GOAL: Your task is to print all of the data word for word.
BEGIN
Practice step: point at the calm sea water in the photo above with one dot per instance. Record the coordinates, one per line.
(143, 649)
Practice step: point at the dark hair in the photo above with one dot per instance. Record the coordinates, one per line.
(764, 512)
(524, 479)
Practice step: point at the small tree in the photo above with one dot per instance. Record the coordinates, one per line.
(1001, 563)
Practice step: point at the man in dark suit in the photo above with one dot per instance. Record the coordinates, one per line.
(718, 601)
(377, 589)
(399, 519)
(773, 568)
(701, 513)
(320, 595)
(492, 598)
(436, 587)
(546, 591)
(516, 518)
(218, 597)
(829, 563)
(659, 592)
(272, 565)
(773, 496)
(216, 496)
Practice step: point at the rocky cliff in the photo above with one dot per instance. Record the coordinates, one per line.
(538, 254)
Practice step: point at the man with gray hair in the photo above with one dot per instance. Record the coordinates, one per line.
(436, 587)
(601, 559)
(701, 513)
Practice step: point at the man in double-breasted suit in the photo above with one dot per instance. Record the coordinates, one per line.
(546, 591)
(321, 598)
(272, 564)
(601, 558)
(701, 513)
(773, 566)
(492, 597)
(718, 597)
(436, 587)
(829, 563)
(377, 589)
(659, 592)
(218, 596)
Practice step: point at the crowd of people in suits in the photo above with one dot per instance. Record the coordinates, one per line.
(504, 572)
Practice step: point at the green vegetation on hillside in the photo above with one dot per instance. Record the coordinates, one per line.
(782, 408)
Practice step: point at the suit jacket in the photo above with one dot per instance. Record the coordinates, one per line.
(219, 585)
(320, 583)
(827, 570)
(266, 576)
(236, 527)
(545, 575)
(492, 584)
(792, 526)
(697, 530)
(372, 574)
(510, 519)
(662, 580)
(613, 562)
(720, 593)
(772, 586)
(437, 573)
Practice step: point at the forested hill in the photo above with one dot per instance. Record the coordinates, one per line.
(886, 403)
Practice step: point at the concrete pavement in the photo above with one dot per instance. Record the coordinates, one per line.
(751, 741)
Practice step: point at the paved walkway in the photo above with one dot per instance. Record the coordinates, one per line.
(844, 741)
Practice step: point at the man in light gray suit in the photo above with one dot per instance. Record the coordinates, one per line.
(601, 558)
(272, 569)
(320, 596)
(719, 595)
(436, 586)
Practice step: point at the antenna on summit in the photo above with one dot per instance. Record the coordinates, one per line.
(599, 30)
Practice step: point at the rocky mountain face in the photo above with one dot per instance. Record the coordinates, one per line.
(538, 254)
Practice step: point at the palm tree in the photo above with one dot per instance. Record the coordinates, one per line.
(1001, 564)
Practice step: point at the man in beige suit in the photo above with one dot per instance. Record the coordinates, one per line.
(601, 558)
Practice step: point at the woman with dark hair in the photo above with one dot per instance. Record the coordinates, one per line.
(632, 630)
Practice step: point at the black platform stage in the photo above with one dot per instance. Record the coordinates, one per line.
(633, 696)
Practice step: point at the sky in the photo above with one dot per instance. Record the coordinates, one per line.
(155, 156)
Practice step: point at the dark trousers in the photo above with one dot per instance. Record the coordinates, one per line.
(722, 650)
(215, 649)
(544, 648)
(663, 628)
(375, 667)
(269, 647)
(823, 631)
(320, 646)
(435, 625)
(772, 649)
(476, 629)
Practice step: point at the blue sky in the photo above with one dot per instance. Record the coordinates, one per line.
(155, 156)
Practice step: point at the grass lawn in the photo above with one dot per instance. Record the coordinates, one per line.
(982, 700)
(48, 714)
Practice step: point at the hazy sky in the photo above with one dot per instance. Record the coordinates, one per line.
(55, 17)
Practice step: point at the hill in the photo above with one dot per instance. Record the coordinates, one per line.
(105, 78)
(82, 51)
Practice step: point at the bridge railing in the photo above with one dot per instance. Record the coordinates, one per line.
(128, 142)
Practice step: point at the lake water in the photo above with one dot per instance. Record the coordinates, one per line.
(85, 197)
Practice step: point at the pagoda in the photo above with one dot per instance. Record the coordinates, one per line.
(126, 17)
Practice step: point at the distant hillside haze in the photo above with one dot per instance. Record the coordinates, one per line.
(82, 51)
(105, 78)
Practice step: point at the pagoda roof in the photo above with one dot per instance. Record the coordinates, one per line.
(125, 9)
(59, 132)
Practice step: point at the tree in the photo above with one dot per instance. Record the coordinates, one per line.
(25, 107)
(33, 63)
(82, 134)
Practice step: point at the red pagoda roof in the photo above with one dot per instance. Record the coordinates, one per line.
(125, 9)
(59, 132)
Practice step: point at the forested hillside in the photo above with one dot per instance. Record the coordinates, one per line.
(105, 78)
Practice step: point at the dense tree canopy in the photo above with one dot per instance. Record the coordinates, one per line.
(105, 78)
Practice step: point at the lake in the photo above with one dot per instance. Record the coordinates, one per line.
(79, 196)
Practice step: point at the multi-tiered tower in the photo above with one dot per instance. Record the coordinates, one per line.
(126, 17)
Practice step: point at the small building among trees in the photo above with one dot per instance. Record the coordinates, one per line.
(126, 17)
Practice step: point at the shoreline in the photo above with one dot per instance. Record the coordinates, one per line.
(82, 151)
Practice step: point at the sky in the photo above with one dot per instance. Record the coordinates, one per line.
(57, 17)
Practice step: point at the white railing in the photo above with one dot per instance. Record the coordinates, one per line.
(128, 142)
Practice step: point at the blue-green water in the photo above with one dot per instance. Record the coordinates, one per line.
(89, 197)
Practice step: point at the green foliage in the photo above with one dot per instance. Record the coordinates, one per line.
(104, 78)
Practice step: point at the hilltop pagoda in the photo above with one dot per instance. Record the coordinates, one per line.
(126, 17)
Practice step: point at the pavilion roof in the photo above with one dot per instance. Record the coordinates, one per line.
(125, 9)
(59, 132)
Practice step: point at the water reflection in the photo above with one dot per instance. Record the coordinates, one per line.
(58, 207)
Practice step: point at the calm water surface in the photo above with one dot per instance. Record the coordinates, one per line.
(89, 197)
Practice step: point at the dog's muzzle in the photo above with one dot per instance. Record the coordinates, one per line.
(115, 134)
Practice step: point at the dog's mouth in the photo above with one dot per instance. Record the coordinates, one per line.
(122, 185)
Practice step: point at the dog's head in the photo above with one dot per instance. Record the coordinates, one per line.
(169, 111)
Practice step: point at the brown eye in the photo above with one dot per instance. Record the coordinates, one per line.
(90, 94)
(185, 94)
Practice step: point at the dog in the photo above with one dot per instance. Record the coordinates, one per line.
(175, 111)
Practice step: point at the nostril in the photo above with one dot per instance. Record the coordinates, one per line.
END
SOLUTION BELOW:
Practice step: point at the calm sea water in the photo above with one dot per instance. Record the coordinates, one per line.
(143, 649)
Practice step: point at the dark hair in the photo above with one dot per instance. Record the coordinates, one per line.
(764, 512)
(524, 479)
Practice step: point at the small tree in the photo above with one dot per instance. Record the coordinates, one per line.
(1001, 563)
Practice step: point at the man in dark suit in the photo above with one dot per instance. Record the coordinates, one per line.
(718, 601)
(377, 589)
(399, 519)
(773, 568)
(701, 513)
(320, 595)
(492, 598)
(436, 587)
(546, 591)
(516, 518)
(218, 597)
(829, 563)
(659, 592)
(272, 565)
(773, 496)
(216, 496)
Practice step: point at the rocky cliff in the photo above with one dot per instance. Record the coordinates, one per line.
(538, 254)
Practice step: point at the man with gray hair in the photo above with one dot per instance. Record the coordinates, one per line.
(436, 587)
(601, 559)
(701, 513)
Practice step: point at the man in double-breasted suit in the photo above with one dot per instance. Record the coordinates, one per line.
(546, 591)
(321, 598)
(272, 564)
(601, 558)
(701, 513)
(773, 566)
(492, 597)
(718, 597)
(436, 587)
(829, 563)
(377, 589)
(659, 592)
(218, 596)
Practice step: point at the crowd of people in suits in the photo above with one dot per instance. Record the coordinates, one per line.
(504, 572)
Practice step: point at the green vegetation on hillside in the photo above with one dot per instance. Record the coordinates, one per line.
(782, 408)
Practice step: point at the suit jacket in the photo above with one dot per instance. Record the coordinates, one per line.
(219, 585)
(320, 583)
(827, 570)
(266, 576)
(236, 527)
(545, 575)
(492, 584)
(792, 526)
(697, 530)
(372, 574)
(510, 519)
(662, 580)
(613, 562)
(720, 593)
(772, 586)
(437, 573)
Practice step: point at the forested hill in the photo above with one dot per instance. Record the coordinates, one per line.
(886, 403)
Practice step: point at the concrete pavement in the photo above with one dot per instance. Record the coordinates, one per line.
(751, 741)
Practice step: point at the paved walkway in the photo above with one dot per instance. Record the coordinates, one per line.
(844, 741)
Practice step: point at the man in light gray suit in the photo above with one dot per instance. Record the coordinates, one per line.
(601, 558)
(272, 569)
(320, 596)
(719, 595)
(436, 586)
Practice step: point at the antenna on summit in the photo above with one dot per instance. Record the coordinates, one per line.
(599, 30)
Practice step: point at the rocky mountain face in the photo above with one dot per instance. Record the coordinates, one per line.
(538, 254)
Practice step: point at the palm tree in the photo above with one dot per instance. Record the coordinates, one per line.
(1001, 564)
Practice step: point at the man in beige suit in the photo above with one dot per instance. Record the coordinates, one per line.
(601, 558)
Practice step: point at the woman with dark hair in the photo above with one dot per instance. Record the coordinates, one per line.
(632, 630)
Practice step: point at the black platform stage in the photo above with one dot per instance. Record the coordinates, one per line.
(633, 696)
Practice step: point at the sky in the photo above with one dot per instance. Record the coordinates, one per line.
(155, 156)
Practice step: point at the dark trousers in the photo above with one dot per instance. Record the coordinates, one per line.
(722, 650)
(215, 649)
(544, 648)
(663, 628)
(375, 667)
(269, 647)
(823, 631)
(320, 646)
(435, 625)
(772, 649)
(476, 629)
Practice step: point at the blue sky in the photo above with one dot per instance. Record the coordinates, one per line.
(155, 156)
Practice step: point at the grass lawn in the photo above with one dot per instance. Record the coordinates, one per line.
(982, 700)
(48, 714)
Practice step: point at the hazy sky in the photo above with one dot per instance. Record the coordinates, one per line.
(55, 17)
Practice step: point at the hill in the photo above with one dot per instance. Record the coordinates, one per line.
(105, 78)
(82, 51)
Practice step: point at the bridge railing in the photo above with one dot per instance. Record the coordinates, one per line.
(128, 142)
Practice step: point at the lake water in the photo above with one dot per instance. Record the coordinates, one per line.
(85, 197)
Practice step: point at the pagoda in the photo above with one dot per instance. Record the coordinates, one per line.
(126, 17)
Practice step: point at the distant hillside haze in the photo above with one dot per instance. Record the coordinates, one per line.
(82, 51)
(105, 78)
Practice step: point at the pagoda roof in the photo above with one dot per instance. Record the coordinates, one per line.
(125, 9)
(59, 132)
Practice step: point at the tree in the photo above with one dot per instance. Record the coordinates, one per line.
(25, 107)
(33, 63)
(82, 134)
Practice step: point at the red pagoda roof in the photo above with one dot per instance. Record the coordinates, one per line.
(125, 9)
(59, 132)
Practice step: point at the forested hillside in the photo above with one dot per instance. Record the coordinates, one per line.
(105, 78)
Practice step: point at the dense tree canopy in the photo above with one dot per instance. Record the coordinates, one per line.
(105, 78)
Practice step: point at the lake in the photo above with one dot per instance. Record the coordinates, one per line.
(79, 196)
Practice step: point at the multi-tiered tower in the photo above with one dot per instance. Record the coordinates, one per line.
(126, 17)
Practice step: point at the small building among trees in the photo above with one dot per instance. Record the coordinates, one per line.
(126, 17)
Practice step: point at the shoreline in the photo above with one dot per instance. Record the coordinates, one per line.
(82, 151)
Practice step: point at the sky in the photo above with one dot per instance. Record the coordinates, one per line.
(57, 17)
Practice step: point at the white railing in the photo above with one dot per instance. Record the coordinates, one per line.
(128, 142)
Practice step: point at the blue-green water in the photo above with one dot per instance. Record the coordinates, one per line.
(89, 197)
Practice step: point at the green foliage in the photo above with one dot per instance. Record the coordinates, one per line.
(104, 78)
Practice step: point at the hilltop pagoda in the photo above with one dot per instance. Record the coordinates, one per line.
(126, 17)
Practice step: point at the pavilion roof in the photo above with one dot per instance. Record the coordinates, one per line.
(125, 9)
(59, 132)
Practice step: point at the water reflection in the photo above with one dot per instance. Record the coordinates, one per line.
(58, 207)
Practice step: point at the calm water surface in the photo above with one dot per instance. Record the coordinates, one per line.
(89, 197)
Practice step: point at the dog's muzzle in the photo above with one dot per instance. Record the coordinates, one per line.
(115, 134)
Practice step: point at the dog's mouth in the photo above with one dot per instance. Record the coordinates, one per line.
(122, 185)
Practice step: point at the dog's head in the photo above with one dot per instance. Record the coordinates, one per line.
(169, 111)
Practice step: point at the brown eye in the photo above with one dot per instance. Record the coordinates, one per line.
(90, 94)
(185, 94)
Practice step: point at the dog in the photo above with one dot per instance. Record the coordinates, one per line.
(175, 111)
Practice step: point at the nostril in the photo above with one dot per instance. Record the coordinates, one per line.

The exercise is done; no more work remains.